GIVEN PASSAGE:
----

GREENFIELD — The Health Department will receive $1.5 million over the next five years from the state Department of Public Health and Office of Local and Regional Health aimed at improving public health standards.
“Public health, as everyone knows, has been underfunded for a very long time,” said Greenfield Health Director Jennifer Hoffman. “This is money that is trying to help multiple communities together on a regional level.”
The grant, which recognizes Greenfield as the “lead municipality,” will allow the city to provide professional assistance to Shutesbury, Leverett, Montague, Deerfield and Sunderland, according to Mayor Roxann Wedegartner.
“We’re ... very excited about this grant because we can all work together and have similar public health initiatives, especially since many people travel throughout these communities,” Hoffman said. “We should be speaking the same thing and … on board with the same initiatives. That’s what we’re really excited to do.”
How the grant is put to use will depend on the needs of the different communities, Hoffman said, though generally speaking it could be used to update computers, printers and software, as well as to hire additional staff or cover the cost of necessary certifications. Montague Health Director Daniel Wasiuk said collaborating communities will be meeting throughout the year “to best tailor what (they) want to purchase.”
“We’re actually going to be able to get the boots on the ground, and the equipment and the training,” said Wasiuk. “It’s going to be good for everybody.

----

Rows in a dataset:
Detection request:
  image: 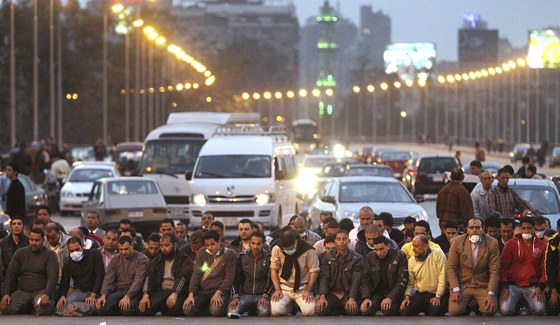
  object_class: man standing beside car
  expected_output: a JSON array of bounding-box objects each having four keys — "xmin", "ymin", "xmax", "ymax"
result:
[
  {"xmin": 436, "ymin": 167, "xmax": 474, "ymax": 233},
  {"xmin": 6, "ymin": 162, "xmax": 26, "ymax": 223}
]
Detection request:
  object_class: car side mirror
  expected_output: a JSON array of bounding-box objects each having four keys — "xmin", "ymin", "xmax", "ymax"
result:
[{"xmin": 321, "ymin": 196, "xmax": 336, "ymax": 204}]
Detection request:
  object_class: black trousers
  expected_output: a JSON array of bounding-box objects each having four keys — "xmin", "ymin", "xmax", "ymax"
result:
[{"xmin": 401, "ymin": 292, "xmax": 449, "ymax": 316}]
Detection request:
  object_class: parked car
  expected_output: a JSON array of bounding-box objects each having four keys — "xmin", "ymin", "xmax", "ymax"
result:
[
  {"xmin": 463, "ymin": 161, "xmax": 504, "ymax": 177},
  {"xmin": 412, "ymin": 155, "xmax": 460, "ymax": 199},
  {"xmin": 80, "ymin": 177, "xmax": 167, "ymax": 238},
  {"xmin": 59, "ymin": 161, "xmax": 121, "ymax": 216},
  {"xmin": 548, "ymin": 147, "xmax": 560, "ymax": 168},
  {"xmin": 0, "ymin": 172, "xmax": 48, "ymax": 217},
  {"xmin": 377, "ymin": 151, "xmax": 412, "ymax": 179},
  {"xmin": 309, "ymin": 176, "xmax": 428, "ymax": 227}
]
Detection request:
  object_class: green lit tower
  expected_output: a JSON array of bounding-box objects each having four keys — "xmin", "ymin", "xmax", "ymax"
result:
[{"xmin": 317, "ymin": 0, "xmax": 338, "ymax": 116}]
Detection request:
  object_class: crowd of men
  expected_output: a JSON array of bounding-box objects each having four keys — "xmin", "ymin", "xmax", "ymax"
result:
[{"xmin": 0, "ymin": 200, "xmax": 560, "ymax": 318}]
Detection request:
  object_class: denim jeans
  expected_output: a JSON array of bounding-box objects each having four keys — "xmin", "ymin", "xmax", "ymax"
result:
[
  {"xmin": 230, "ymin": 294, "xmax": 270, "ymax": 316},
  {"xmin": 500, "ymin": 284, "xmax": 546, "ymax": 316}
]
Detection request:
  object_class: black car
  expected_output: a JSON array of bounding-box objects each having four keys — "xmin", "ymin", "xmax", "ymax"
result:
[{"xmin": 412, "ymin": 155, "xmax": 461, "ymax": 199}]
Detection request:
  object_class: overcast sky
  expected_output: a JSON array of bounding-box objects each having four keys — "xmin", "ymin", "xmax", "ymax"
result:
[{"xmin": 292, "ymin": 0, "xmax": 560, "ymax": 61}]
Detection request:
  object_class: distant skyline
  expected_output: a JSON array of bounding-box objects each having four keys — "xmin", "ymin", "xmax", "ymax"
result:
[{"xmin": 294, "ymin": 0, "xmax": 560, "ymax": 61}]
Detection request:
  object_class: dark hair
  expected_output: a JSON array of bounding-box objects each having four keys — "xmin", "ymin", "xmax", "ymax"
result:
[
  {"xmin": 35, "ymin": 205, "xmax": 52, "ymax": 216},
  {"xmin": 119, "ymin": 236, "xmax": 134, "ymax": 245},
  {"xmin": 66, "ymin": 237, "xmax": 84, "ymax": 247},
  {"xmin": 484, "ymin": 217, "xmax": 500, "ymax": 228},
  {"xmin": 121, "ymin": 227, "xmax": 136, "ymax": 237},
  {"xmin": 189, "ymin": 230, "xmax": 207, "ymax": 245},
  {"xmin": 414, "ymin": 220, "xmax": 432, "ymax": 233},
  {"xmin": 519, "ymin": 217, "xmax": 544, "ymax": 227},
  {"xmin": 469, "ymin": 160, "xmax": 482, "ymax": 168},
  {"xmin": 160, "ymin": 232, "xmax": 179, "ymax": 244},
  {"xmin": 338, "ymin": 218, "xmax": 354, "ymax": 232},
  {"xmin": 403, "ymin": 216, "xmax": 416, "ymax": 225},
  {"xmin": 29, "ymin": 228, "xmax": 45, "ymax": 238},
  {"xmin": 160, "ymin": 218, "xmax": 175, "ymax": 228},
  {"xmin": 6, "ymin": 161, "xmax": 19, "ymax": 175},
  {"xmin": 280, "ymin": 229, "xmax": 297, "ymax": 248},
  {"xmin": 373, "ymin": 236, "xmax": 390, "ymax": 246},
  {"xmin": 379, "ymin": 212, "xmax": 395, "ymax": 228},
  {"xmin": 146, "ymin": 232, "xmax": 161, "ymax": 243},
  {"xmin": 443, "ymin": 220, "xmax": 459, "ymax": 229},
  {"xmin": 251, "ymin": 230, "xmax": 266, "ymax": 243},
  {"xmin": 323, "ymin": 235, "xmax": 336, "ymax": 245},
  {"xmin": 532, "ymin": 216, "xmax": 546, "ymax": 226},
  {"xmin": 500, "ymin": 218, "xmax": 515, "ymax": 227},
  {"xmin": 119, "ymin": 218, "xmax": 132, "ymax": 226},
  {"xmin": 203, "ymin": 230, "xmax": 220, "ymax": 242}
]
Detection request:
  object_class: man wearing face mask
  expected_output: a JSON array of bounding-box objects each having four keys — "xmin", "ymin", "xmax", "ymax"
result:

----

WORK ORDER 1:
Answer these questions using the article on the public health grant:
(a) How much money will the Health Department receive, and over what period?
(b) Which communities will Greenfield provide professional assistance to?
(c) Who is the Montague Health Director?
WORK ORDER 2:
In the article on the public health grant, rewrite the paragraph beginning "How the grant is put to use" as a list of its main facts.
WORK ORDER 3:
Carry the article on the public health grant further, starting after its last sentence.
The dataset rows are not used for any of these tasks.

WRITTEN ANSWER 1:
(a) $1.5 million over the next five years.
(b) Shutesbury, Leverett, Montague, Deerfield and Sunderland.
(c) Daniel Wasiuk.

WRITTEN ANSWER 2:
- According to Hoffman, use of the grant will depend on each community's needs.
- Possible uses include updating computers, printers and software.
- It could also pay for additional staff or necessary certifications.
- Wasiuk said the collaborating communities will meet throughout the year to decide what to purchase.

WRITTEN ANSWER 3:
“We’re in the infancy stage,” he added. “We finally just got accepted. Now, it’s the brainstorming stage.”
Wasiuk said while housing, restaurant and septic inspections may fall under the scope of the grant, “a requisite” of the grant is hiring 1.5 nurses and a full-time health agent to share. This, he said, will be the first thing the collaborating communities look to do over the course of about one year.
“It’s really the staff, the training and the equipment that we’re going to focus on this year, with the nurses and the health agent taking precedent,” he said.
Carolyn Shores Ness, chair of the Deerfield Board of Health, said the grant will help support improved capacity for its local health agent and nursing staff.
“Public health has traditionally been underfunded,” Shores Ness said. “This means the level of public health delivered to our community is going to increase, and that’s very exciting.”
In Deerfield, the grant will help to support the need for additional nursing hours and health agent coverage.
“There are so many things we can do in the community with additional nurse hours,” Shores Ness said. “Health care access is a huge issue, especially for our seniors because instead of being in Greenfield and Northampton, it’s in Springfield.”
Shores Ness said Deerfield’s collaboration with Greenfield since the start of the COVID-19 pandemic has been “wonderful.” The two communities formalized their partnership in 2021 through a $250,000 state Department of Public Health grant aimed at improving communication across town lines.
“We’ve been really pleased so far,” Shores Ness said. “I feel like the town of Deerfield has had a real voice in what services are rendered and we’re increasing what we’re doing, so it’s a win-win.”
“We’re all going to have the same say. ...We want a fair distribution of this,” Wasiuk said.
Wedegartner said the recognition by the Department of Public Health is a testament to the quality of work happening within Greenfield’s Health Department.
“I think this is a result of the fact that COVID laid bare the inequalities in our communities and what kind of resources have been made available to our smaller communities by the state, particularly in western Massachusetts,” she said. “I think this is the DPH understanding that and preparing to go forward.”
At a Greenfield City Council meeting last week, Precinct 1 Councilor Katherine Golub thanked Hoffman for her work in obtaining the grant.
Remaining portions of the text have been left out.